» Problem statement: What is needed is the number of lines in the data below that include "black", stated by itself.

*-*-*

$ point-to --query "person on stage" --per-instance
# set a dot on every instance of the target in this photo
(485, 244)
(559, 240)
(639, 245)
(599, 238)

*-*-*

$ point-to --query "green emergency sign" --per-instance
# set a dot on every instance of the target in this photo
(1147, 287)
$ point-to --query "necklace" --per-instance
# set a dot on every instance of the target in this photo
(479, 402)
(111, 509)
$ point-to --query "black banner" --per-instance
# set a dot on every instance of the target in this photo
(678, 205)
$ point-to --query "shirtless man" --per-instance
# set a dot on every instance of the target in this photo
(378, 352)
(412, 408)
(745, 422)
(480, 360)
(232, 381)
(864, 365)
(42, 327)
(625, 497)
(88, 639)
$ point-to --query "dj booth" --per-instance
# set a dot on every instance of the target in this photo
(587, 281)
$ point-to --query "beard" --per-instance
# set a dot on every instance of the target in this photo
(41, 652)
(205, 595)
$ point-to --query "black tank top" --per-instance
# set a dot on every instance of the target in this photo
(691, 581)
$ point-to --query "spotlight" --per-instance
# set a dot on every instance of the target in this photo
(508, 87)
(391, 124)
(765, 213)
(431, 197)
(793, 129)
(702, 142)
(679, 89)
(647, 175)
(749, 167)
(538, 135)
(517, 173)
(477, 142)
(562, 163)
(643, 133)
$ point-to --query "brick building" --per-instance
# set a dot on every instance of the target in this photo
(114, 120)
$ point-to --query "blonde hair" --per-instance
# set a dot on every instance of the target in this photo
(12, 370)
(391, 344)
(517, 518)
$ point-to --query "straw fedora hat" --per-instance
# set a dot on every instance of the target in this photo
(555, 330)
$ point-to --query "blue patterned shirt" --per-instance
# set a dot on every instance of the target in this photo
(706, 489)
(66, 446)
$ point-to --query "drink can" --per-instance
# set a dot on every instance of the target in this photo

*-*-*

» Task solution: 2